▶ _Selected excerpt_:
START

New moves to stop illegal phoenix company activity

Research into Phoenix Companies aims to recommend regulatory or policy changes that could minimise the practice.

Phoenix companies arise from the ashes of collapses that leave creditors, customers and tax authorities owed money, but new moves to stop the serial offenders are being planned.

Each year in Australia, around 9000 companies go to the wall. In many cases, these are legitimate failures by honest people who then, in good conscience, apply those learnings to their next venture in the hope of making it a success.

In some cases, however, the story is not about redemption and renewal. These failures are less well intentioned, with company directors deliberately liquidating the company to avoid paying debts, leaving behind a trail of creditors, and transferring the business to a new entity known as a “phoenix” company.

Regulators have increased their focus on phoenix activity because of the huge financial losses in its wake, and the Regulating Fraudulent Phoenix Activity project funded by an Australian Research Council Discovery Grant recommends a multi-faceted counterattack.

The research team was led by University of Melbourne Law School professor Helen Anderson, who will tell the CPA Australia Public Practice Conference in May how public practitioners face greater regulator scrutiny because of phoenix activity.

Who are the victims of phoenix activity?

Anderson looked at the strategies used by some directors to rebirth their business activities and avoid creditors and tax liabilities.

She says the aim was not to understand the prevalence of phoenix activity, but to recommend any regulatory or policy changes that could minimise the practice. As Anderson says, it’s not clear if this is a “A$100 million or A$1 billion” problem.

What she does know is that since her study started she has been flooded with calls from victims of phoenix scenarios, who have googled “phoenix companies” and seen her name associated with the study. Typically these people are creditors who have seen directors move from one company structure to another to avoid their liabilities.

“These are all victim calls, and I get about one a week,” says Anderson. 

“They are often people whose own businesses have collapsed because they haven’t been paid by these people. They are angry because they have done the right thing, and they see the person who didn’t pay them still in their nice house, thriving and often still running a business, often from the same premises but with a new business name.”

END

▶ _Records shown_:

START

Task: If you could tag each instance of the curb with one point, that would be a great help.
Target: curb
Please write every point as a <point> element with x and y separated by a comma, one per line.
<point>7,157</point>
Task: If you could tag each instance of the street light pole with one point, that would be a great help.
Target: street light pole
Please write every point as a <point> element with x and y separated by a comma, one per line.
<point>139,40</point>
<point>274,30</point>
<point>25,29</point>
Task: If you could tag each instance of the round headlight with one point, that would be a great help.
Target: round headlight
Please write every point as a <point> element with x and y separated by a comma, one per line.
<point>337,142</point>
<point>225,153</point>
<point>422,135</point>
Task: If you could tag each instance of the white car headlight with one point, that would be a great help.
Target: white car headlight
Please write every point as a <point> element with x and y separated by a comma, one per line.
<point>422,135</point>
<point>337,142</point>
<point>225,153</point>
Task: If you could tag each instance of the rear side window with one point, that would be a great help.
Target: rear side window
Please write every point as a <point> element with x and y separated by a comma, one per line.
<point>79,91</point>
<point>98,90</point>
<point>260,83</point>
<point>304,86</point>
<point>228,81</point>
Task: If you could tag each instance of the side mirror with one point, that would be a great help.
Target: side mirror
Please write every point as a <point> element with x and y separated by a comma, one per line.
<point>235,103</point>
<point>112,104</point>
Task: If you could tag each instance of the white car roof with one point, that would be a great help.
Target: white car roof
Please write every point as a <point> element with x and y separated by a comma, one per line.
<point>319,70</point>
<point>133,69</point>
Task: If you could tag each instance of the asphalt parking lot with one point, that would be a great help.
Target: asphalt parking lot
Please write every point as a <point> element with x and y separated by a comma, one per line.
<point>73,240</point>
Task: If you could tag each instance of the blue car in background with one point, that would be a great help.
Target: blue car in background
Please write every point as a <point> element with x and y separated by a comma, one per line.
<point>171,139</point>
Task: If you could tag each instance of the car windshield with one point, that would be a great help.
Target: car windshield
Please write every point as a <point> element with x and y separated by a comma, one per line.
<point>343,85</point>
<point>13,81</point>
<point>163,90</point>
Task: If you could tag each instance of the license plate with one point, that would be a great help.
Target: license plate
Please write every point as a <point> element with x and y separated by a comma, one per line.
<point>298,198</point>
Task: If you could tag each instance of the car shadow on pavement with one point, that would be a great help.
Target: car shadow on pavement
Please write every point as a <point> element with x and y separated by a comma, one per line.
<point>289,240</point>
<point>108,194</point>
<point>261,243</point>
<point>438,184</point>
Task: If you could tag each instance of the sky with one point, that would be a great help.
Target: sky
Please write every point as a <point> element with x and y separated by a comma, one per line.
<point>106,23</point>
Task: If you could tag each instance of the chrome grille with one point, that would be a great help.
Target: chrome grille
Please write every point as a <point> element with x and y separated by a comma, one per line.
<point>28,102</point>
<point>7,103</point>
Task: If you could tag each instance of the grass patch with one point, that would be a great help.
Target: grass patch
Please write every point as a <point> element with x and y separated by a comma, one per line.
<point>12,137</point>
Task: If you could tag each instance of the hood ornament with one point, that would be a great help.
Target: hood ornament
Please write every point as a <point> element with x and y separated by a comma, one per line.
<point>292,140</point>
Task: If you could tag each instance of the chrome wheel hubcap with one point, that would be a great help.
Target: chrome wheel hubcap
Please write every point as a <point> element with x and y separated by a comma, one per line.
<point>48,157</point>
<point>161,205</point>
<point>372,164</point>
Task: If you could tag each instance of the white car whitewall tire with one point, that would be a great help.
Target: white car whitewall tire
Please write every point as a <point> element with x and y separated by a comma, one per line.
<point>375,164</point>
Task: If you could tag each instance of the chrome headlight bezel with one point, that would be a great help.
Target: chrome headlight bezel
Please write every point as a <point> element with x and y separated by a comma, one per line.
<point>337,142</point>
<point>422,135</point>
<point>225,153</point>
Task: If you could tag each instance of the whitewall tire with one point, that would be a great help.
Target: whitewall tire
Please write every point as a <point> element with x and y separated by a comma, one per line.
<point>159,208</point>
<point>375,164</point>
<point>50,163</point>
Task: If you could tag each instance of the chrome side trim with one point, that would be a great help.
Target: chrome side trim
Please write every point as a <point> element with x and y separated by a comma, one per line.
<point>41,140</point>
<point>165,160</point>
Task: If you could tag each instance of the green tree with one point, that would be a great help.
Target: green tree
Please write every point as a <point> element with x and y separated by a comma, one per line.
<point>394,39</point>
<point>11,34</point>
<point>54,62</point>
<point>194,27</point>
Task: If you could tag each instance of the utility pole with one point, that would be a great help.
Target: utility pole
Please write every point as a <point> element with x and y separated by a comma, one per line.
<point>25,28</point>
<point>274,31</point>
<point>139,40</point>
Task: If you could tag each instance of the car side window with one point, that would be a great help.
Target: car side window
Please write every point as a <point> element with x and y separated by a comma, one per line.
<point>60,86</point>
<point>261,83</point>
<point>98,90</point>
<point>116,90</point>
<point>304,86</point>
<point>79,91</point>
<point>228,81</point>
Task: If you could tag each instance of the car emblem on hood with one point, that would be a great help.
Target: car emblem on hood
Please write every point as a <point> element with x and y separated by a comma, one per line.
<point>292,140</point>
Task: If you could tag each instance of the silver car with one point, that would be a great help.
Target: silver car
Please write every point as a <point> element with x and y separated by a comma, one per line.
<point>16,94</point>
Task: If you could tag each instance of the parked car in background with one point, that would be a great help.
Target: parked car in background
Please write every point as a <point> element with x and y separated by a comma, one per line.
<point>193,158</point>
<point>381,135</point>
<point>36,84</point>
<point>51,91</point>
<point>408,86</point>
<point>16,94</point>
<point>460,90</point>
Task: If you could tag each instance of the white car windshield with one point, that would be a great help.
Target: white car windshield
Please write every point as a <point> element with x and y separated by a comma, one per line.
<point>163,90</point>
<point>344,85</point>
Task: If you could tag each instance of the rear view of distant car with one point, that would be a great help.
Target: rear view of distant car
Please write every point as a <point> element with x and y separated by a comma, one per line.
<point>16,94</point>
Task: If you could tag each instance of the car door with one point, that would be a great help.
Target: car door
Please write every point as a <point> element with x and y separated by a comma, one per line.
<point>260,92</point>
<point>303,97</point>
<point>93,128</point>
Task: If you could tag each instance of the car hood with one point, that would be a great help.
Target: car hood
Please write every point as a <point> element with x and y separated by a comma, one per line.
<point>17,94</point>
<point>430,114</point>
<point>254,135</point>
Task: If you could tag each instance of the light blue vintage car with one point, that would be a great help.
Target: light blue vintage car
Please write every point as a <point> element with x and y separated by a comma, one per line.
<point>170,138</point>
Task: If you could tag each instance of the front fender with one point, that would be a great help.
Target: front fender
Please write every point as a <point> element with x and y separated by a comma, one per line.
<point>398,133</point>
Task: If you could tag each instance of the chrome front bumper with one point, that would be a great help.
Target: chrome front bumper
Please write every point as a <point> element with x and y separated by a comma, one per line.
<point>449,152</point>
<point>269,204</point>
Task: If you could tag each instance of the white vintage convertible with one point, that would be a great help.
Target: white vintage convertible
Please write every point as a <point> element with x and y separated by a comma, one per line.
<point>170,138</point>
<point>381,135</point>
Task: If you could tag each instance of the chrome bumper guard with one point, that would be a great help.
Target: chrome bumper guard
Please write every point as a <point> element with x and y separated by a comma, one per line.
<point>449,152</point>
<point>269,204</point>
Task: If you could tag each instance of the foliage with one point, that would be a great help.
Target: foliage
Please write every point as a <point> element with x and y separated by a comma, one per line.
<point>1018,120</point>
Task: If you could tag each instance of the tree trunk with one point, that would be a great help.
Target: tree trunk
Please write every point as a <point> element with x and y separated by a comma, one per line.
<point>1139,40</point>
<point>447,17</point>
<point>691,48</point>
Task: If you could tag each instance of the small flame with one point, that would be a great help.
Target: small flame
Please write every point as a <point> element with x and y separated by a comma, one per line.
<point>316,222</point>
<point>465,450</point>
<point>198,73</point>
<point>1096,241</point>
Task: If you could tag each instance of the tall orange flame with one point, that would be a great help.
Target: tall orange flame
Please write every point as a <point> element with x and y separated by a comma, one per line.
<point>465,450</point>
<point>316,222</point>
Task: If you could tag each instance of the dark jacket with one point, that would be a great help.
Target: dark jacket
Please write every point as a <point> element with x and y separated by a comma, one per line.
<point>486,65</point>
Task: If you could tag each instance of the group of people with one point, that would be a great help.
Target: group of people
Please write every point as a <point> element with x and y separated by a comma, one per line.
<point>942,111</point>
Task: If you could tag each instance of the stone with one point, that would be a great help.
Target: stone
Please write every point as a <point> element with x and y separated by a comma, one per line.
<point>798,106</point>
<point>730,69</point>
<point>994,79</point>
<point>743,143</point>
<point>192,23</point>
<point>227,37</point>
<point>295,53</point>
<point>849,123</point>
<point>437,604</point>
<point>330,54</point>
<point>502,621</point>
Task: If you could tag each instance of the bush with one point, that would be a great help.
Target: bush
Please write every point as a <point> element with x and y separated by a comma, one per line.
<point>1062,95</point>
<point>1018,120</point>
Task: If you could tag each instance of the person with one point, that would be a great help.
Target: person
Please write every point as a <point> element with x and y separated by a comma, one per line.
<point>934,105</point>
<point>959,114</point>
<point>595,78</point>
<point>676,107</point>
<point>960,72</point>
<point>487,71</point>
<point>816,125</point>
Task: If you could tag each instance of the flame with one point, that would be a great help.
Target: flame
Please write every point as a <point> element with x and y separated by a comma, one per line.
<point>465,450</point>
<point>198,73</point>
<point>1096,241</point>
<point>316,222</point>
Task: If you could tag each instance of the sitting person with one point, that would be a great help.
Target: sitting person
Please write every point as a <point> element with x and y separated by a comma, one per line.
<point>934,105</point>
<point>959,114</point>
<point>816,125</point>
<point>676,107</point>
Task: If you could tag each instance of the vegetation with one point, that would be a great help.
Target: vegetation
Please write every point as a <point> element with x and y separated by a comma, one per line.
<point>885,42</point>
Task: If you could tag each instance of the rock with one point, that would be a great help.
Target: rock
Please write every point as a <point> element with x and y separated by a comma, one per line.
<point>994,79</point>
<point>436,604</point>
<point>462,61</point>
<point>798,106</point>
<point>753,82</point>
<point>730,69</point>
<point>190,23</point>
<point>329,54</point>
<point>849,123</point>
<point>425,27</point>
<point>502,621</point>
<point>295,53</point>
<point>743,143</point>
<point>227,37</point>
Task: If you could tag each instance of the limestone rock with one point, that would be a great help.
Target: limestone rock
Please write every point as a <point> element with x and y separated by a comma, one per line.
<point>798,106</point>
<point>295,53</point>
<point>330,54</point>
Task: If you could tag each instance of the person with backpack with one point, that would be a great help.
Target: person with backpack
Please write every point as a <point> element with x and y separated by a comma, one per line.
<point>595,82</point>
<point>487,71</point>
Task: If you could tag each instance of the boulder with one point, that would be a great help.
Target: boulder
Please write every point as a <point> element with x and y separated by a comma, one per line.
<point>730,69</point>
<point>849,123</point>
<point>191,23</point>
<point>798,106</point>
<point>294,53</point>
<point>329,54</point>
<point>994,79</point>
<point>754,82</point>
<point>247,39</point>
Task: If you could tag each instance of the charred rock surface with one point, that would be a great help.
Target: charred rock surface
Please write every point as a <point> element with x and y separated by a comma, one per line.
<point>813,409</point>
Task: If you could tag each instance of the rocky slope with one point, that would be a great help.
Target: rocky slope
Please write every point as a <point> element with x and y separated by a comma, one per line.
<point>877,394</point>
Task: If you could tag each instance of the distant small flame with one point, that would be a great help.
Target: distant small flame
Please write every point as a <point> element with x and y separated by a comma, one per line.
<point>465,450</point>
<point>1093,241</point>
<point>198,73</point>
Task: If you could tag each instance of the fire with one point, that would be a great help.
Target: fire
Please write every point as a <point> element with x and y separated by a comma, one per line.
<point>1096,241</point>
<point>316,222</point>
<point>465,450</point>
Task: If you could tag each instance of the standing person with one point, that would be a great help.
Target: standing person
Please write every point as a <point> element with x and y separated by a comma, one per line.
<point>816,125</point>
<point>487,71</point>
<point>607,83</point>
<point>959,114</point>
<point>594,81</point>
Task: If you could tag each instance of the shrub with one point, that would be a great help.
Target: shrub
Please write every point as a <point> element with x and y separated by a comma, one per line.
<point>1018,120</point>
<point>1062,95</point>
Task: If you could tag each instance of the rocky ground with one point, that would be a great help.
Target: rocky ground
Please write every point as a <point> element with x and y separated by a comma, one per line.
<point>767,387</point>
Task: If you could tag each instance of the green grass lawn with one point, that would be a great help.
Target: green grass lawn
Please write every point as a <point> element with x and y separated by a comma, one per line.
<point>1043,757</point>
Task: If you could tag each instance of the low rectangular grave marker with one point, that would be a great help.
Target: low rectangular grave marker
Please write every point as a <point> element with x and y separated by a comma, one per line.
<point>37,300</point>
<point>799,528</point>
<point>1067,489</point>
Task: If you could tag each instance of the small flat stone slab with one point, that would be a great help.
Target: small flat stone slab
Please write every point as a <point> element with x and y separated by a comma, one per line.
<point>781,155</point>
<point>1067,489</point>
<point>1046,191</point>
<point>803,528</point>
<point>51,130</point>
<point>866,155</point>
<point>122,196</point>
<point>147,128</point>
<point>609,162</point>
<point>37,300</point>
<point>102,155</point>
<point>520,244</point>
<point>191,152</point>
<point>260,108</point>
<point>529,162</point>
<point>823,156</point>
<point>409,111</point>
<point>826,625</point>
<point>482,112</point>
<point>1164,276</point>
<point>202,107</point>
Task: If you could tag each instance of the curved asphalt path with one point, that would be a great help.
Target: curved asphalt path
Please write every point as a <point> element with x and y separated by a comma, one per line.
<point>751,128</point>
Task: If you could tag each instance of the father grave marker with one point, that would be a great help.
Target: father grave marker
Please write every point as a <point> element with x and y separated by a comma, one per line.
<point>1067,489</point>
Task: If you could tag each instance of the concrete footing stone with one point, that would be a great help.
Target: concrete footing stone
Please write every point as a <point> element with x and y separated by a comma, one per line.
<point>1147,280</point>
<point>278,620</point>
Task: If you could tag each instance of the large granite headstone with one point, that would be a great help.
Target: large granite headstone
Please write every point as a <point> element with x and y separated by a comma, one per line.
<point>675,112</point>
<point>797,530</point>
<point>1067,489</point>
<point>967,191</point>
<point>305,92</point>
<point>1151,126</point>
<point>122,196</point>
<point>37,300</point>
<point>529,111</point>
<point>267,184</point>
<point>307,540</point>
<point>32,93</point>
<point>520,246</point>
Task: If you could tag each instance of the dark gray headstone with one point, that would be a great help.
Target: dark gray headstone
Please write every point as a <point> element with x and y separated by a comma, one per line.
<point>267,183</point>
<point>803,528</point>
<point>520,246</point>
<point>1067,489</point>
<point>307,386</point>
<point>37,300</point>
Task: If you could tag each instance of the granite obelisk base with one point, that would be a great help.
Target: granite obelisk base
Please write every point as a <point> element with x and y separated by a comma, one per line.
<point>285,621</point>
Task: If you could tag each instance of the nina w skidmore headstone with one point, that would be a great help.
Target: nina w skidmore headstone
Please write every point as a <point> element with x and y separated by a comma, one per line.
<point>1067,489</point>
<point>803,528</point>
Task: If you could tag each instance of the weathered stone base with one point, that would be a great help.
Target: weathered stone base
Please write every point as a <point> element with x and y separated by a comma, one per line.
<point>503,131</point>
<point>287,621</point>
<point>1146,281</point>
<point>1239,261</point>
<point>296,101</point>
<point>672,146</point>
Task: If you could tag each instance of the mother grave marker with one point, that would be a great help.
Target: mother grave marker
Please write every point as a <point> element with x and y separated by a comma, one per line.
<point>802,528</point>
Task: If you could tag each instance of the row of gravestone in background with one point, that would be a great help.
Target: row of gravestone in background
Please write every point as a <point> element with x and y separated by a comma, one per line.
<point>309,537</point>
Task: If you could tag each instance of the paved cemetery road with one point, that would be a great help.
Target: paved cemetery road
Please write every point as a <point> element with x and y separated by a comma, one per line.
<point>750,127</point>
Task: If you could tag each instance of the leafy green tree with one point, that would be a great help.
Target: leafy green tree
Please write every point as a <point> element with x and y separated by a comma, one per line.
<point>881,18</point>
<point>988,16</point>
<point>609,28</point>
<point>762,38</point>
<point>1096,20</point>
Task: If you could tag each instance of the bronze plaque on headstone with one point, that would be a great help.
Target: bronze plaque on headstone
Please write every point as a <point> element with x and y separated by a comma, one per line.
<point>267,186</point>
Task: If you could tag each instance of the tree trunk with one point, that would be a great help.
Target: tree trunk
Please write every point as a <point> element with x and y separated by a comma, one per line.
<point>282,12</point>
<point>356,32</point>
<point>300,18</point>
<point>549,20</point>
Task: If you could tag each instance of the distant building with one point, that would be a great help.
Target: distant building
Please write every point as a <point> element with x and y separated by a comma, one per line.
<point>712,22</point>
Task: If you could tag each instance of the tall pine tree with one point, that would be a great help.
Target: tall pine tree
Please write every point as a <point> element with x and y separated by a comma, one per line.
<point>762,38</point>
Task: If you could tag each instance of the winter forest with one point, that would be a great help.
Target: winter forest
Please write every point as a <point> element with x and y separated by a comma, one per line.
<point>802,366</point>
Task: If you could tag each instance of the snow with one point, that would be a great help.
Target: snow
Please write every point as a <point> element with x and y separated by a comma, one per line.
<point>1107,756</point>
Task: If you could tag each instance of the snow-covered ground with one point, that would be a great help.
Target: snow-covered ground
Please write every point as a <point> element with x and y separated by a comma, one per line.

END

▶ _Written problem_: Print the full text on phoenix company activity word for word. These lines were taken from a separate source.

▶ _Correct result_:
New moves to stop illegal phoenix company activity

Research into Phoenix Companies aims to recommend regulatory or policy changes that could minimise the practice.

Phoenix companies arise from the ashes of collapses that leave creditors, customers and tax authorities owed money, but new moves to stop the serial offenders are being planned.

Each year in Australia, around 9000 companies go to the wall. In many cases, these are legitimate failures by honest people who then, in good conscience, apply those learnings to their next venture in the hope of making it a success.

In some cases, however, the story is not about redemption and renewal. These failures are less well intentioned, with company directors deliberately liquidating the company to avoid paying debts, leaving behind a trail of creditors, and transferring the business to a new entity known as a “phoenix” company.

Regulators have increased their focus on phoenix activity because of the huge financial losses in its wake, and the Regulating Fraudulent Phoenix Activity project funded by an Australian Research Council Discovery Grant recommends a multi-faceted counterattack.

The research team was led by University of Melbourne Law School professor Helen Anderson, who will tell the CPA Australia Public Practice Conference in May how public practitioners face greater regulator scrutiny because of phoenix activity.

Who are the victims of phoenix activity?

Anderson looked at the strategies used by some directors to rebirth their business activities and avoid creditors and tax liabilities.

She says the aim was not to understand the prevalence of phoenix activity, but to recommend any regulatory or policy changes that could minimise the practice. As Anderson says, it’s not clear if this is a “A$100 million or A$1 billion” problem.

What she does know is that since her study started she has been flooded with calls from victims of phoenix scenarios, who have googled “phoenix companies” and seen her name associated with the study. Typically these people are creditors who have seen directors move from one company structure to another to avoid their liabilities.

“These are all victim calls, and I get about one a week,” says Anderson. 

“They are often people whose own businesses have collapsed because they haven’t been paid by these people. They are angry because they have done the right thing, and they see the person who didn’t pay them still in their nice house, thriving and often still running a business, often from the same premises but with a new business name.”